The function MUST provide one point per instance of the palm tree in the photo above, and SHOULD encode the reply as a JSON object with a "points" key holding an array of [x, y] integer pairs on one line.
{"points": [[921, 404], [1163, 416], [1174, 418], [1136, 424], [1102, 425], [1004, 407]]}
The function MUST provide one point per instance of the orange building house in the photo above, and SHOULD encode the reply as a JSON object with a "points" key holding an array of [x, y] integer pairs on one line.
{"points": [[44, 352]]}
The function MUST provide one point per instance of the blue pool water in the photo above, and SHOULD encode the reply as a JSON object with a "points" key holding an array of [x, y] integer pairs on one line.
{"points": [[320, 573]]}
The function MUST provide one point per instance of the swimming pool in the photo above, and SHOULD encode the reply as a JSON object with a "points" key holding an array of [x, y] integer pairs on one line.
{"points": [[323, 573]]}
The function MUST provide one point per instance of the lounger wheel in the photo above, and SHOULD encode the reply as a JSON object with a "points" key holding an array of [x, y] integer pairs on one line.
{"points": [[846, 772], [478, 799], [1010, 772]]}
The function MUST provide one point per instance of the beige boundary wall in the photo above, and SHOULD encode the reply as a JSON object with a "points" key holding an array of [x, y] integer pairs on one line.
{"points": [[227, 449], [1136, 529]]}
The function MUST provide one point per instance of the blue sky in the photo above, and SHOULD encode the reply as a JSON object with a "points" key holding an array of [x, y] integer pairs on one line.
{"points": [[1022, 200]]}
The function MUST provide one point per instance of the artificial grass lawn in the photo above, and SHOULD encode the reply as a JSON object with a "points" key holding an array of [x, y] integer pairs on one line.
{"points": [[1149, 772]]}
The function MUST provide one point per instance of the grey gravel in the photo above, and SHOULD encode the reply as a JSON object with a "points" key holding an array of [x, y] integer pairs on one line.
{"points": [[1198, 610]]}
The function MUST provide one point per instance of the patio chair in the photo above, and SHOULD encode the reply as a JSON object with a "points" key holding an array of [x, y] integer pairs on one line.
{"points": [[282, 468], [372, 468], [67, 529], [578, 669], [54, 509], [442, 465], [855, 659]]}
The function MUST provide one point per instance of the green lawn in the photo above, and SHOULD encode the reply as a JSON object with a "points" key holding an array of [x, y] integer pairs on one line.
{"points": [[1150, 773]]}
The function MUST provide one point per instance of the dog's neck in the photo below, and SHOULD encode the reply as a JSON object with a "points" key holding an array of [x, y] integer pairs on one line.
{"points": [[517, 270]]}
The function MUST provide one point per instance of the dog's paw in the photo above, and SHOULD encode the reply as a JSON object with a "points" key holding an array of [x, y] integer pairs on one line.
————
Exercise goal: Quote each line above in full, word for word.

Written response:
The function MUST provide one point per instance of the palm tree in the photo above, and SHOULD encode the reply as a JSON object with a "points" key holding an array of [x, y] integer pairs on one line.
{"points": [[921, 404], [1163, 416], [1174, 418], [1136, 424], [1102, 425], [1004, 407]]}
The function MUST provide one point per instance of the orange building house in the photo above, and SHOULD encode the reply as a JSON object with a "points" key holding an array of [x, y] integer pairs on one line.
{"points": [[44, 352]]}
The function MUST provide one point per instance of the blue pool water in the photo above, and SHOULD encode the reply as a JSON object with a "points" key holding an array of [x, y] integer pairs on one line.
{"points": [[320, 573]]}
The function MUST provide one point per instance of the swimming pool in the photo above, and SHOULD encode the reply as a JSON object with a "points" key holding an array of [x, y] integer pairs on one line.
{"points": [[323, 573]]}
The function MUST provide one point per instance of the lounger wheel in the photo above, and SHOULD encode the reply as a JSON object with a "points" key holding an array of [x, y] integer pairs on one line.
{"points": [[846, 772], [478, 799], [1010, 772]]}
The function MUST provide one point per instance of the beige boundary wall in the photo above, and SHOULD encode the reply as a JSON object with a "points" key holding an array of [x, y] integer pairs on one line.
{"points": [[227, 449], [1136, 529]]}
The function MUST provide one point per instance of the blue sky in the photo above, and SHOULD encode the reply as a JSON object with a "points" key holding an array of [x, y] integer pairs on one line.
{"points": [[1022, 200]]}
The function MUST provide one point per instance of the artificial grass lawn in the photo above, and SHOULD encode the reply as a JSON object with a "points" key holding an array of [x, y] integer pairs on one line.
{"points": [[1149, 772]]}
The function MUST provide one point per instance of the grey gravel in the photo above, and SHOULD encode the reply as a JSON object with a "points" key holding an array of [x, y] integer pairs on one line.
{"points": [[1198, 610]]}
The function MUST provide one point per instance of the patio chair in the photo above, and SHOULD encode the reply as a JSON object with a "points" key holding an array of [x, y] integer pairs on one line.
{"points": [[282, 468], [372, 468], [67, 529], [578, 669], [54, 509], [442, 465], [855, 659]]}
The function MUST provide one point per instance of the green lawn in the photo above, and SHOULD encode the reply as a JSON object with a "points" key holding an array of [x, y] integer pairs on one line.
{"points": [[1150, 773]]}
The function MUST provide one point per instance of the dog's neck in the photo below, and SHOULD encode the reply as a JSON object with a "points" key holding an array of [x, y] integer pairs on one line.
{"points": [[517, 270]]}
The function MUST provide one point per instance of the dog's paw in the photo above, and SHOULD encode the reply as a JSON object with a "points" key holding an array of [x, y] integer pairs on one line.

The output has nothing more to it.